▶ _Fragmento_
++++++++++

Convierte todas las páginas a HTML.

`toPlainText(pageIndex) -> string`

Convierte una sola página a texto plano.

`toPlainTextAll() -> string`

Convierte todas las páginas a texto plano.

Ida y vuelta con Office

toDocxBytes() -> Uint8Array   // Export the document as a DOCX file
toPptxBytes() -> Uint8Array   // Export the document as a PPTX file
toXlsxBytes() -> Uint8Array   // Export the document as an XLSX file

Búsqueda

`search(pattern, caseInsensitive?, literal?, wholeWord?, maxResults?) -> Array`

Busca texto en todas las páginas.

Parámetro	Tipo	Por defecto	Descripción
`pattern`	`string`	–	Patrón de búsqueda (cadena o regex)

++++++++++

▶ _Datos proporcionados_
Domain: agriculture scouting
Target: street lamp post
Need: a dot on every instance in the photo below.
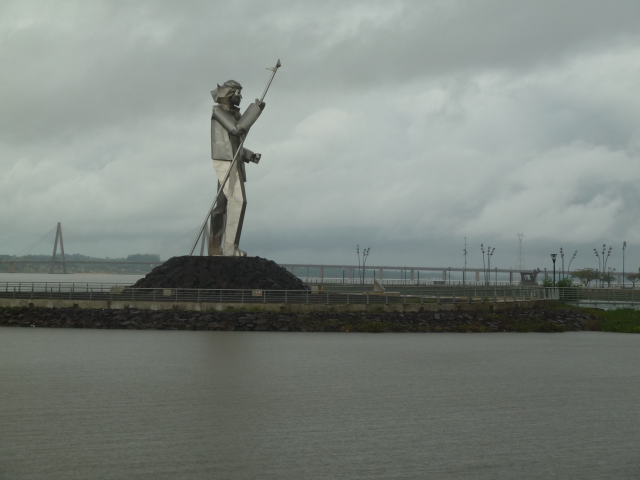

++++++++++

▶ _Tareas pendientes_
A: Reproduce literalmente el fragmento empezando en "toDocxBytes() -> Uint8Array" y terminando en "todas las páginas.".
B: Di si cada afirmación concuerda con el fragmento, con un sí o un no y las palabras exactas del fragmento que lo deciden: (i) `toPlainText` convierte una sola página a texto plano; (ii) `search` busca texto solo en la primera página; (iii) `toDocxBytes` devuelve un `Uint8Array`.
El listado no hace falta para resolver nada.

▶ _Respuestas por tarea_
A:
toDocxBytes() -> Uint8Array   // Export the document as a DOCX file
toPptxBytes() -> Uint8Array   // Export the document as a PPTX file
toXlsxBytes() -> Uint8Array   // Export the document as an XLSX file

Búsqueda

`search(pattern, caseInsensitive?, literal?, wholeWord?, maxResults?) -> Array`

Busca texto en todas las páginas.

B:
(i) Sí: "Convierte una sola página a texto plano."
(ii) No: "Busca texto en todas las páginas."
(iii) Sí: "toDocxBytes() -> Uint8Array"